- [THE TASK]:
The data below holds a line containing "A sample of" and a line containing "185L296 174L273 276L358"; please quote exactly those two lines and every line between them, and nothing else.
[SOURCE DATA Boundary: Start]
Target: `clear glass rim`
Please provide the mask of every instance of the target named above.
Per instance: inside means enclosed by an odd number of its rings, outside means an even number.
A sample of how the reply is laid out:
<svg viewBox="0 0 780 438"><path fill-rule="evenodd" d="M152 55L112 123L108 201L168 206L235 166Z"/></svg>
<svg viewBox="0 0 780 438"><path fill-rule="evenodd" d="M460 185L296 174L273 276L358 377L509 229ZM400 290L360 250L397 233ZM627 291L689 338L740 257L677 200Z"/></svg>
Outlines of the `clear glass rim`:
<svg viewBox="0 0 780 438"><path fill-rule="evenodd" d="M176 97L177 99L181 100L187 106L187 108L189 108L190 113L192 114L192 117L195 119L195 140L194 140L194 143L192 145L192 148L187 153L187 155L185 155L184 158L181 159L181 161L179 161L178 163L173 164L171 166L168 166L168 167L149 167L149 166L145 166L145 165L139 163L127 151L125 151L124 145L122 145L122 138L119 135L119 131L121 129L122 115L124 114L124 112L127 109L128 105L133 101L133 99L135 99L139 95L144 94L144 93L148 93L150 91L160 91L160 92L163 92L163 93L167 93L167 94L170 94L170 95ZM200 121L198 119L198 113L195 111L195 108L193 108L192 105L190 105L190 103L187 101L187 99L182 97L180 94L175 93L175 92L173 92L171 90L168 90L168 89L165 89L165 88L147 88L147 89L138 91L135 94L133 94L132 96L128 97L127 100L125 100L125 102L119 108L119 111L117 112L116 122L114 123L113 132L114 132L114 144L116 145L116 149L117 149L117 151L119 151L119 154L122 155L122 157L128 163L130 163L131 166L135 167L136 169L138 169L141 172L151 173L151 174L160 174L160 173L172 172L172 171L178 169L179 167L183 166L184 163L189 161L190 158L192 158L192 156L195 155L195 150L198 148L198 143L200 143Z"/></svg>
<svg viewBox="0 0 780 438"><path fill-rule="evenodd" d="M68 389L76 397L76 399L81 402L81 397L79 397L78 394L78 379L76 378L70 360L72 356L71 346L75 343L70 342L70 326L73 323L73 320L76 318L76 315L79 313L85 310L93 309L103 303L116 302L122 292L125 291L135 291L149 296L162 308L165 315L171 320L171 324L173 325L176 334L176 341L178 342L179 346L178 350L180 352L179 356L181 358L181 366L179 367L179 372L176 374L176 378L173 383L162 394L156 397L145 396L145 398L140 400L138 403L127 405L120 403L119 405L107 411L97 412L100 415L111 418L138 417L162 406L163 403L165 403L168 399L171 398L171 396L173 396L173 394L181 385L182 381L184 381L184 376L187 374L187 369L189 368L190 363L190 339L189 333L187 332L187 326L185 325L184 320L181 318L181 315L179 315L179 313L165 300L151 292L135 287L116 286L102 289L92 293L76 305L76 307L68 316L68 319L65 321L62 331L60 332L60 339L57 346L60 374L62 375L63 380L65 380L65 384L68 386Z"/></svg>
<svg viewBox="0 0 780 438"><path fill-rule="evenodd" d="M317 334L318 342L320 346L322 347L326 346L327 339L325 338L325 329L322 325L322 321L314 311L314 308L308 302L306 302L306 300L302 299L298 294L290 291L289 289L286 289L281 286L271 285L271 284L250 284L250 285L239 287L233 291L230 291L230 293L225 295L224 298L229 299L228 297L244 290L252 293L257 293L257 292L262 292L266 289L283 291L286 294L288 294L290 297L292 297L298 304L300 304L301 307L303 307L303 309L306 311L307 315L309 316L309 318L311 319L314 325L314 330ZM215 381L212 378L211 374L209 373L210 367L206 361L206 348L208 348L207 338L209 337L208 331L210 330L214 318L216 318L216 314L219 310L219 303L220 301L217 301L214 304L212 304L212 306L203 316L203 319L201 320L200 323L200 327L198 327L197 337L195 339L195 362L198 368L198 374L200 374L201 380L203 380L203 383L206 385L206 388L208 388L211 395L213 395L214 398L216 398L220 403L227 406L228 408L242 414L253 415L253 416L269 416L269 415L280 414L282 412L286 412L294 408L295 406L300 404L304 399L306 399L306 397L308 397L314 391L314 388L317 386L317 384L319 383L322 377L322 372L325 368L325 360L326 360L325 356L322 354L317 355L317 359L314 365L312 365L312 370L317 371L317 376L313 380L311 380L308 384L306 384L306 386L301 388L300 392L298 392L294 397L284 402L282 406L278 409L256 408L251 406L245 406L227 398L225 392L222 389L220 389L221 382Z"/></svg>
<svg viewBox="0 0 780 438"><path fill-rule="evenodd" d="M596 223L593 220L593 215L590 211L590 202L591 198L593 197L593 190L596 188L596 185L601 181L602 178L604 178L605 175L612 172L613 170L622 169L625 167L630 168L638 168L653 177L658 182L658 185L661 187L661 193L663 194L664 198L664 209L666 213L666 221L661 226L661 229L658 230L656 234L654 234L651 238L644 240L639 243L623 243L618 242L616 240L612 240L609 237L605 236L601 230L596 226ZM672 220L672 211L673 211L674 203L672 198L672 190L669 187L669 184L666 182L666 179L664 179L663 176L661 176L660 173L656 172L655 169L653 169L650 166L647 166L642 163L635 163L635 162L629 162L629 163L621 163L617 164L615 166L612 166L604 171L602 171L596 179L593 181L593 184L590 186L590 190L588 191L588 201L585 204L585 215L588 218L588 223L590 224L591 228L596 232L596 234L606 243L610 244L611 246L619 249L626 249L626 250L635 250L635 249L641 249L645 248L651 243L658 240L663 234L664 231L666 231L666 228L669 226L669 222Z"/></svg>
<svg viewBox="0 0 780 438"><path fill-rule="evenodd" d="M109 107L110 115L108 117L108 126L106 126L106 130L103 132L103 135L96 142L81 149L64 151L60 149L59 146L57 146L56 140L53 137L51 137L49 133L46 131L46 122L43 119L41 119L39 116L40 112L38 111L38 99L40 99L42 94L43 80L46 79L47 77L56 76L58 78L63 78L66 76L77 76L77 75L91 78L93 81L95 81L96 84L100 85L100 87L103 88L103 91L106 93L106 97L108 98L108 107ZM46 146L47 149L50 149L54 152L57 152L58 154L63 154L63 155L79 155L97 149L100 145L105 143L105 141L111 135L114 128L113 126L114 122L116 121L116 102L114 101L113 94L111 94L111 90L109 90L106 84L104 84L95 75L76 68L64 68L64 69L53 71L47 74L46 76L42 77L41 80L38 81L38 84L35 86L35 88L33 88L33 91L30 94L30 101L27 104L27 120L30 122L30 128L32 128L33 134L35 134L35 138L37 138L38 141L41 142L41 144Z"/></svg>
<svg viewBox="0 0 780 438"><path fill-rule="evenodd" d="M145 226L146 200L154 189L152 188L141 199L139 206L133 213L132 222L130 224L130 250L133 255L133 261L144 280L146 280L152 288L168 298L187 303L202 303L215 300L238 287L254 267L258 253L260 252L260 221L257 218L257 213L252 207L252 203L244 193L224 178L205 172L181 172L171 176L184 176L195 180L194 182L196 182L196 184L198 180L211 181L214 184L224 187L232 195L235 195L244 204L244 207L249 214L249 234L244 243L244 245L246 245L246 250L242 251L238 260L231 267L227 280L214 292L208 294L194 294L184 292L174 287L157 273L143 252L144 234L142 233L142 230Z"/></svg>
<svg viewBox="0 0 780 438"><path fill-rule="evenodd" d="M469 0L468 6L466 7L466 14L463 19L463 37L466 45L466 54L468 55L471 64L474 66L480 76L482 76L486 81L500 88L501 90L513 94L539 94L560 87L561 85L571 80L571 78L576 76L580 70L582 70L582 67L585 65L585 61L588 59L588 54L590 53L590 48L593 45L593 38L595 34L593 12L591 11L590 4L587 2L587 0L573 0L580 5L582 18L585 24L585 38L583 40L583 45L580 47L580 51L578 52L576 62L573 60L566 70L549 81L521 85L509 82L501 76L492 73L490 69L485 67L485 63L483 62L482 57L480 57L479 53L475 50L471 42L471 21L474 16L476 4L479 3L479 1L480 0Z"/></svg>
[SOURCE DATA Boundary: End]
- [SOLUTION TO THE PROBLEM]:
A sample of how the reply is laid out:
<svg viewBox="0 0 780 438"><path fill-rule="evenodd" d="M152 55L112 123L108 201L168 206L235 166Z"/></svg>
<svg viewBox="0 0 780 438"><path fill-rule="evenodd" d="M460 185L296 174L273 276L358 377L509 229ZM400 290L360 250L397 233ZM627 291L689 338L740 257L677 200Z"/></svg>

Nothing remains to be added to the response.